=== EXTRACTED MATERIAL ===
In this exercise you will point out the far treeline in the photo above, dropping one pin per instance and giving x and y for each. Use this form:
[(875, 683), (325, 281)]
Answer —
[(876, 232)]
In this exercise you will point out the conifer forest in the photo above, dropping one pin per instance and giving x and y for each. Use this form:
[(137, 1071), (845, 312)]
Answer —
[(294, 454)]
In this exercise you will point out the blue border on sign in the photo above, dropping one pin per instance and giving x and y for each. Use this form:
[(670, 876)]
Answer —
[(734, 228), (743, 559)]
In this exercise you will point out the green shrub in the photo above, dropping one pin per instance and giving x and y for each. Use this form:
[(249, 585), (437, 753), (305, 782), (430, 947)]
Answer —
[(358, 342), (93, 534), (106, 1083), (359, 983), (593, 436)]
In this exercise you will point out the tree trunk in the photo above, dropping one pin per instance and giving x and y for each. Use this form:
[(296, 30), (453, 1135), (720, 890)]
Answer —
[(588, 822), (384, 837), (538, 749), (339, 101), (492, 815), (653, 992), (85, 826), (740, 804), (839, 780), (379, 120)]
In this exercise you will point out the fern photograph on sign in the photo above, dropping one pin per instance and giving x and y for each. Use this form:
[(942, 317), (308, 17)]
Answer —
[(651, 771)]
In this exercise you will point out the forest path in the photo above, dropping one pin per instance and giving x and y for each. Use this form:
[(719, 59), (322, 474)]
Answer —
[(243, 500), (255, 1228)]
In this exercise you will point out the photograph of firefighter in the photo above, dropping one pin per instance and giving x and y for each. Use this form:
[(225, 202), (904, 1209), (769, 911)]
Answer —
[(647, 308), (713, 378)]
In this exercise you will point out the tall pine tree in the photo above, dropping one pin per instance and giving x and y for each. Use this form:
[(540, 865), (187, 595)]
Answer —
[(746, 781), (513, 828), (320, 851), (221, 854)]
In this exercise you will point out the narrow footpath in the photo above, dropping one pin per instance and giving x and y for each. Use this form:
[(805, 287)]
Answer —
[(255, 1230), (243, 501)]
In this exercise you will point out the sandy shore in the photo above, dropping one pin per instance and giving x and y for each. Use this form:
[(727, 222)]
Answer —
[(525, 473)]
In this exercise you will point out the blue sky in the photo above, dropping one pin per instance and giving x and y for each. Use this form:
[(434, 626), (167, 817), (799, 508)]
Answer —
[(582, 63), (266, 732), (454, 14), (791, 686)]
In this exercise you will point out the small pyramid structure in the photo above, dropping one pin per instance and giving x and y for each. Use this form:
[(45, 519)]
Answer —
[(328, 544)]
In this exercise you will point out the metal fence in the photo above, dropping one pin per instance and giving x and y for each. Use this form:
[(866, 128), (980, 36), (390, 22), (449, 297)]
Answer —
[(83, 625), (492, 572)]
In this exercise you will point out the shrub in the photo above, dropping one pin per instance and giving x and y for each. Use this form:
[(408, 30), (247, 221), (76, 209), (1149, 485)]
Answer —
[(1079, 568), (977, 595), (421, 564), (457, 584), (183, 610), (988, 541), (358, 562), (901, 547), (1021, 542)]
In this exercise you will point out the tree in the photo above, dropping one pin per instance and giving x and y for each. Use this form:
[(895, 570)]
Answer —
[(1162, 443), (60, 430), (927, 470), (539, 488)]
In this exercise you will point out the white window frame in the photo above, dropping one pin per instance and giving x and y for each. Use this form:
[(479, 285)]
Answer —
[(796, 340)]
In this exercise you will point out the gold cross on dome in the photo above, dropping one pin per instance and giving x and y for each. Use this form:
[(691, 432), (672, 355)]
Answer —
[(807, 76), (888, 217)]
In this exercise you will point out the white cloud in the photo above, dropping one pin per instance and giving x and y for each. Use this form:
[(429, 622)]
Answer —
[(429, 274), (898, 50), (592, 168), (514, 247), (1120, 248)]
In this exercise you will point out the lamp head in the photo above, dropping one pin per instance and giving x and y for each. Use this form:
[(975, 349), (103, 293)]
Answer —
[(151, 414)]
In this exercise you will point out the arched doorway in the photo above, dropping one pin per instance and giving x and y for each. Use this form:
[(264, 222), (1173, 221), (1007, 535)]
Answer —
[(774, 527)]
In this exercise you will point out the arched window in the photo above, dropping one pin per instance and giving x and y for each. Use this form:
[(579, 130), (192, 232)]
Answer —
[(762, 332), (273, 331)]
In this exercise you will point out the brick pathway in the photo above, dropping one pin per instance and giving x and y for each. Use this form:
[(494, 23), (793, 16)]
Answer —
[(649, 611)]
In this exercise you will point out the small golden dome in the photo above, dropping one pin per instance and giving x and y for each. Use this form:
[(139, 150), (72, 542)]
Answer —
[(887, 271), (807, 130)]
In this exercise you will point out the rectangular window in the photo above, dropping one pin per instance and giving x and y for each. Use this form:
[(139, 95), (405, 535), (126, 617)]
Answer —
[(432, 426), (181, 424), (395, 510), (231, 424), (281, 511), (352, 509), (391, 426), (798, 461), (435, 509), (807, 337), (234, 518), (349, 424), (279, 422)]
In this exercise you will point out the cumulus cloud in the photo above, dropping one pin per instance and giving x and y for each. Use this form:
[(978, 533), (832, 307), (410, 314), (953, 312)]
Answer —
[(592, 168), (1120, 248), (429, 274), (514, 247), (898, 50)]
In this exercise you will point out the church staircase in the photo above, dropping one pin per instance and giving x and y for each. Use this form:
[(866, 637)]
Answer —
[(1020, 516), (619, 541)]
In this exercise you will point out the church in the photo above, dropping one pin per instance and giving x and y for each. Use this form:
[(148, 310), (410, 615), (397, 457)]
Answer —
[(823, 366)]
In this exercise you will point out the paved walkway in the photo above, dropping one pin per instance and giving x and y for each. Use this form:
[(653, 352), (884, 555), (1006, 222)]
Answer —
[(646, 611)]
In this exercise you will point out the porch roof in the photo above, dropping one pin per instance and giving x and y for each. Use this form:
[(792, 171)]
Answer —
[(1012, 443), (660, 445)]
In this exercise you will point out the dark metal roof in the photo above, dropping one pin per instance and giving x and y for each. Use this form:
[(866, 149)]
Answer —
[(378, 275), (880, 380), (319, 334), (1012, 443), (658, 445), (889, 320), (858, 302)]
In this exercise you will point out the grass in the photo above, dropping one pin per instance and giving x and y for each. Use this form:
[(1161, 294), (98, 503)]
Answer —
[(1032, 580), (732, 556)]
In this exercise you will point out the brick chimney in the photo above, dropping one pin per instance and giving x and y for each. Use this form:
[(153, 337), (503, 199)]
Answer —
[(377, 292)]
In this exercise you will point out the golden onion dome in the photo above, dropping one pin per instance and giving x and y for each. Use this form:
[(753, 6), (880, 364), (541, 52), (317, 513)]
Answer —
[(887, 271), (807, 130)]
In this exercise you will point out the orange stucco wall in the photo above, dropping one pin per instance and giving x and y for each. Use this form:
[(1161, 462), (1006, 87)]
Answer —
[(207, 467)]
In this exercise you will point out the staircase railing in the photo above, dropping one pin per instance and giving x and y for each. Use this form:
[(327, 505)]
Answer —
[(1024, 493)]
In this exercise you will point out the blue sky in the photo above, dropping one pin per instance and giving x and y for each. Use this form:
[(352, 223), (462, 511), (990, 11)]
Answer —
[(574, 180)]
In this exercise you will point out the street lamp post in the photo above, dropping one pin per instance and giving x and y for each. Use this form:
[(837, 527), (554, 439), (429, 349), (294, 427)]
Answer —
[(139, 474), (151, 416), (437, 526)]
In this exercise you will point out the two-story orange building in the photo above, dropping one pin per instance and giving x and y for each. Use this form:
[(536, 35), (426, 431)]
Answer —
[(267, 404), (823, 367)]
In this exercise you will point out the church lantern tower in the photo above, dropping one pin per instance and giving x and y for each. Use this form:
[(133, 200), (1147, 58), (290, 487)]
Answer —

=== INSTRUCTIONS TO FOLLOW ===
Set down, word for word and with no other lines, the listing from the line marked by "[(352, 223), (462, 511), (990, 11)]" through its final line.

=== YOUR RESPONSE ===
[(352, 223), (462, 511), (990, 11)]
Answer —
[(574, 180)]
In this exercise you will point out the street lamp post in the photo above, dropping one pin per instance and giving x and y for each. Use this form:
[(837, 527), (554, 439), (429, 349), (294, 427)]
Answer —
[(139, 474), (151, 416), (437, 526)]
In this exercise you will point out the two-story orange building in the photo above, dropping one pin per instance and giving x and y for each. Use this form:
[(536, 35), (426, 431)]
Answer —
[(267, 404), (823, 367)]
In this exercise you will point out the church lantern tower in the photo above, dropping one pin per instance and giving x and y for each. Use this form:
[(133, 200), (1147, 58), (290, 487)]
Answer —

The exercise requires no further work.